> _RECORDS SUPPLIED_:
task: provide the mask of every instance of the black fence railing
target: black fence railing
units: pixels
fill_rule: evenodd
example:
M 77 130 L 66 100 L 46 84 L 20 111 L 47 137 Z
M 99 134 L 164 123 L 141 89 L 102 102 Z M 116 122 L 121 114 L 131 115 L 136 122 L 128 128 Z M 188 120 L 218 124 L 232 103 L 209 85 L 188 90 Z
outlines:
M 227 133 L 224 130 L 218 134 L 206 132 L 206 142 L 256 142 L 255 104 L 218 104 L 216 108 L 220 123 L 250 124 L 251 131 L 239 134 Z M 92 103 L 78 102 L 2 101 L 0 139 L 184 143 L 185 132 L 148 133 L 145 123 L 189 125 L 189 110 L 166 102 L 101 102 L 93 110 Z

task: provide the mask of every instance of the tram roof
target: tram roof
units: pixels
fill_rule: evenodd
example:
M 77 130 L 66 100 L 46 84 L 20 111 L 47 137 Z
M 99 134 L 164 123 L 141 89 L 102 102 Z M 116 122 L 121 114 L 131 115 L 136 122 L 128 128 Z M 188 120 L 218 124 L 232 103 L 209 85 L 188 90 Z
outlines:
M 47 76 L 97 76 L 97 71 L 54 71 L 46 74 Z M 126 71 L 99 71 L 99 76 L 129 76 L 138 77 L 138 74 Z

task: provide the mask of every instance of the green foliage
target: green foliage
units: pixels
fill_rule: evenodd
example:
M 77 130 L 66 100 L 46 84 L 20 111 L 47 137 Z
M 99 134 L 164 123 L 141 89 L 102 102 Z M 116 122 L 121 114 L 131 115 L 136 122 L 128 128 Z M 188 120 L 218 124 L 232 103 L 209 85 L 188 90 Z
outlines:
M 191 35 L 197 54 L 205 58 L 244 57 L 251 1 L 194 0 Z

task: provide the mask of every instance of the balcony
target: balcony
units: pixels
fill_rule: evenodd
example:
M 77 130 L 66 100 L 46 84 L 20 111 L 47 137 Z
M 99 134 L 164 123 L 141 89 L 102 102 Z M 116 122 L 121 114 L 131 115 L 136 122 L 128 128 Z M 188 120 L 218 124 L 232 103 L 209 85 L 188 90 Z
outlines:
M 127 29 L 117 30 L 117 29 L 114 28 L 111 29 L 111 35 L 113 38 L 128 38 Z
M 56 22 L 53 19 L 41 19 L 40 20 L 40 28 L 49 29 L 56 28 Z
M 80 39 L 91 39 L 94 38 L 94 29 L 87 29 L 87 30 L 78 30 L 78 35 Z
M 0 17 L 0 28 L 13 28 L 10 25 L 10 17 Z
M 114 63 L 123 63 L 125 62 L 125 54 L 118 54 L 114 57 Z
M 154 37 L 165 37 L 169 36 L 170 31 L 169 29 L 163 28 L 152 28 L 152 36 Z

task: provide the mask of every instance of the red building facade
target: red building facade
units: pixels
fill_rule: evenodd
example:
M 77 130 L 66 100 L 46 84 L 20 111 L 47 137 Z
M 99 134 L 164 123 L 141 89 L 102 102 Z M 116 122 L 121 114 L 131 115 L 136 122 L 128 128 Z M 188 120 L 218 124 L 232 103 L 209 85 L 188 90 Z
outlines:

> _DESCRIPTION OF THE TASK_: Copy all of the material above line for line, with nothing changed.

> _REPLY_:
task: provide the mask of every instance of the black fence railing
target: black fence railing
units: pixels
fill_rule: evenodd
example:
M 77 130 L 66 100 L 46 84 L 20 111 L 47 137 Z
M 99 134 L 164 123 L 141 89 L 102 102 Z M 116 122 L 121 114 L 131 115 L 136 122 L 128 128 Z M 188 120 L 218 124 L 232 103 L 209 85 L 188 90 Z
outlines:
M 227 133 L 224 130 L 218 134 L 206 132 L 206 142 L 256 142 L 255 104 L 218 104 L 216 108 L 220 123 L 250 124 L 251 131 L 239 134 Z M 92 103 L 78 102 L 2 101 L 0 139 L 184 143 L 185 132 L 148 133 L 145 123 L 189 125 L 189 110 L 166 102 L 101 102 L 93 110 Z

task: provide the mask of every instance of the tram roof
target: tram roof
units: pixels
fill_rule: evenodd
example:
M 77 130 L 66 100 L 46 84 L 20 111 L 47 137 Z
M 99 134 L 164 123 L 141 89 L 102 102 Z M 116 122 L 121 114 L 131 115 L 136 122 L 128 128 Z M 188 120 L 218 124 L 232 103 L 209 85 L 188 90 Z
outlines:
M 47 76 L 97 76 L 97 71 L 54 71 L 46 74 Z M 126 71 L 99 71 L 99 76 L 129 76 L 138 77 L 138 74 Z

task: provide the mask of every instance of the green foliage
target: green foliage
units: pixels
fill_rule: evenodd
example:
M 77 130 L 66 100 L 46 84 L 20 111 L 47 137 Z
M 99 134 L 164 123 L 141 89 L 102 102 Z M 116 122 L 121 114 L 131 115 L 136 122 L 128 128 Z M 188 120 L 218 124 L 232 103 L 209 85 L 188 90 Z
outlines:
M 191 35 L 197 54 L 205 58 L 244 57 L 251 1 L 194 0 Z

task: provide the mask of every instance of the balcony
target: balcony
units: pixels
fill_rule: evenodd
example:
M 77 130 L 66 100 L 46 84 L 20 111 L 47 137 Z
M 99 134 L 164 123 L 141 89 L 102 102 Z M 116 122 L 121 114 L 131 115 L 136 122 L 128 128 Z M 188 120 L 218 124 L 232 103 L 209 85 L 188 90 Z
outlines:
M 127 29 L 117 30 L 117 29 L 114 28 L 111 29 L 111 35 L 113 38 L 128 38 Z
M 56 22 L 53 19 L 41 19 L 40 20 L 40 28 L 49 29 L 56 28 Z
M 80 39 L 91 39 L 94 38 L 94 29 L 87 29 L 87 30 L 78 30 L 78 35 Z
M 0 17 L 0 28 L 13 28 L 10 25 L 10 17 Z
M 114 63 L 123 63 L 125 62 L 125 54 L 118 54 L 114 57 Z
M 154 37 L 165 37 L 169 36 L 170 31 L 169 29 L 163 28 L 152 28 L 152 36 Z

task: provide the mask of every instance of the red building facade
target: red building facade
units: pixels
fill_rule: evenodd
example:
M 77 130 L 66 100 L 46 84 L 20 111 L 47 137 Z
M 99 134 L 164 123 L 141 89 L 102 102 Z M 116 122 L 121 114 L 131 115 L 136 122 L 128 128 Z M 188 120 L 218 124 L 232 103 L 209 85 L 188 90 Z
outlines:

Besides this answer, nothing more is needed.